Source extract:

· · · · · · ·

I like these designs. The four elevators at Newtonville seem reasonable to me -- those platforms are looooooong and it seems unreasonable to ask someone approaching the station (say) from the east to walk alllllllll the way down to the other end of the station to access the elevator.

I also find these designs encouraging, because they seem to be future-proofed for a future where there is RER service on the corridor (where it would do extremely well). These currently are "small" stations, but they really shouldn't be -- it's only because of the single platforms and the Fram/Wor's numerous other challenges that they get so little service.
 
I like these designs. The four elevators at Newtonville seem reasonable to me -- those platforms are looooooong and it seems unreasonable to ask someone approaching the station (say) from the east to walk alllllllll the way down to the other end of the station to access the elevator.

· · · · · · ·

Extracted information:

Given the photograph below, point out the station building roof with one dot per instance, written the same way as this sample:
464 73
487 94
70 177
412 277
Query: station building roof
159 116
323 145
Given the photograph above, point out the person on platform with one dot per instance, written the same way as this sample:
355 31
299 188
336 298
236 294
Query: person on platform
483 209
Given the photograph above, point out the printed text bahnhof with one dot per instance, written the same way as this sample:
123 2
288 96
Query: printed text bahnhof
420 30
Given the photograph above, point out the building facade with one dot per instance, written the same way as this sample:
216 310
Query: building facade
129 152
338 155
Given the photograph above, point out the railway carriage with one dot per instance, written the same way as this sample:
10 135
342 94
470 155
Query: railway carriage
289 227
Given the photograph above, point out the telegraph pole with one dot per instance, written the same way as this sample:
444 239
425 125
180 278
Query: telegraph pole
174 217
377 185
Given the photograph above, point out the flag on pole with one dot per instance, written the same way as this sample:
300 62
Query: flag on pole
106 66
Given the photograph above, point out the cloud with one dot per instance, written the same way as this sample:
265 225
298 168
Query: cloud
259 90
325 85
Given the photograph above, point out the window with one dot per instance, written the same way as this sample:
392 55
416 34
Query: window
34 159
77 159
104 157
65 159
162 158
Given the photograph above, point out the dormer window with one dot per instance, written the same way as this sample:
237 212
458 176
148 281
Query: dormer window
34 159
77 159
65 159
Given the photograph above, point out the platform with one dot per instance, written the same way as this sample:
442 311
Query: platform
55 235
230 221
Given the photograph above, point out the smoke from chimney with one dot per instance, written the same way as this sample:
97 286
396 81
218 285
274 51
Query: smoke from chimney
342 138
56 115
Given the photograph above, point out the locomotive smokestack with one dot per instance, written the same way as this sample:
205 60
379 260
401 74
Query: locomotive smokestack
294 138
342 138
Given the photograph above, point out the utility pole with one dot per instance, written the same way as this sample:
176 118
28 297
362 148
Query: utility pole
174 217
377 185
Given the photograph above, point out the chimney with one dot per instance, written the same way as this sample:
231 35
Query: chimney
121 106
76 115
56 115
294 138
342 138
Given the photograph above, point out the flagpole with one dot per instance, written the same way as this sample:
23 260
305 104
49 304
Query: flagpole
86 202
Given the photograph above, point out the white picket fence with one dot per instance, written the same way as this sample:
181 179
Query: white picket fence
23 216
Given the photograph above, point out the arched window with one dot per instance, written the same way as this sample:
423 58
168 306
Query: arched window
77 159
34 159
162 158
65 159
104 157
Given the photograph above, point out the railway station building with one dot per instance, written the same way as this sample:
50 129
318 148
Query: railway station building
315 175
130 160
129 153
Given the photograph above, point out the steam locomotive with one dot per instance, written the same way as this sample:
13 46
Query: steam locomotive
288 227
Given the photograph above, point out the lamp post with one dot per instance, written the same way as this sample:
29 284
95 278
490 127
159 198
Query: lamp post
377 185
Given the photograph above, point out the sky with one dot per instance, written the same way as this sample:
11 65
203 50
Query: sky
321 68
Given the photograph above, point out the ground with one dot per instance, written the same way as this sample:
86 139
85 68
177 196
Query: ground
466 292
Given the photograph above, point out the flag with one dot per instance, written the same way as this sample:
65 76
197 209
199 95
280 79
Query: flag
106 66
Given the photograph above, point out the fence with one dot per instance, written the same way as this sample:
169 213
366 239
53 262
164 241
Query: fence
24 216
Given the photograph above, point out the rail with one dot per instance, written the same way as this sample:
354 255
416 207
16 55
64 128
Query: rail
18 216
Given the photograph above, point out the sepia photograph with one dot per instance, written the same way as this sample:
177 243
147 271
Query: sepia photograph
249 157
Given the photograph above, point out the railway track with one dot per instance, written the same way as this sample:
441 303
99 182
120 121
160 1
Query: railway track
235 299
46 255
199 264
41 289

· · · · · · ·

Write out word for word the part of the comment on the station designs from "I also find" to "so little service.".

I also find these designs encouraging, because they seem to be future-proofed for a future where there is RER service on the corridor (where it would do extremely well). These currently are "small" stations, but they really shouldn't be -- it's only because of the single platforms and the Fram/Wor's numerous other challenges that they get so little service.